Quoted text:
════════
Next, the speech detection device 10 classifies whether the candidate target voice section detected in S34 is voice or non-voice by use of at least one of the averaged entropy and the averaged time difference calculated in S37. The speech detection device 10 determines the candidate target voice section classified as voice as a target voice section, and determines the candidate target voice section classified as non-voice not to be a target voice section (S38).

Next, the speech detection device 10 generates output data representing the determination result in S38 (S39). In other words, the speech detection device 10 outputs information distinguishing between a section determined as a target voice section in S38 and the other section (non-target voice section) in the acoustic signal. Each section may be specified/expressed by, for example, frame identification information or may be specified/expressed by an elapsed time from the start point of the acoustic signal. The output data may be data to be output to another application using a voice detection result such as speech recognition, noise tolerance processing, or coding processing, or data to be displayed on a display and the like.

Operations and Effects of First Exemplary Embodiment

As described above, the first exemplary embodiment first tentatively detects a voice section based on likelihood ratio, and then determines whether the tentatively detected section is voice or non-voice by use of at least one of the entropy and the time difference of phoneme posterior probability. Therefore, even in a situation in which noise not learned as a non-voice model exists in an acoustic signal, the first exemplary embodiment is able to detect a target voice section with high precision without erroneously detecting such noise as target voice. The reason will be described in detail below.

As a common feature of a technique of detecting a voice section by use of a voice-to-non-voice likelihood ratio, there is a problem that voice detection precision decreases when noise is not learned as a non-voice model. Specifically, the technique described above erroneously detects a noise section not learned as a non-voice model, as a voice section.
════════
Data:
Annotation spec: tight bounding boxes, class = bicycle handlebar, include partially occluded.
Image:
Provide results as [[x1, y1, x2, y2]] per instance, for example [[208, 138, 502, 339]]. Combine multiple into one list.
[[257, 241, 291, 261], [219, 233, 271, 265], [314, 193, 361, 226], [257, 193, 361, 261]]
════════
Direction:
Could you retype the speech detection text word for word, starting at "Next, the speech detection device 10 classifies" and ending at "voice section (S38)."? Work only from the speech detection text and leave the material aside.

Final result:
Next, the speech detection device 10 classifies whether the candidate target voice section detected in S34 is voice or non-voice by use of at least one of the averaged entropy and the averaged time difference calculated in S37. The speech detection device 10 determines the candidate target voice section classified as voice as a target voice section, and determines the candidate target voice section classified as non-voice not to be a target voice section (S38).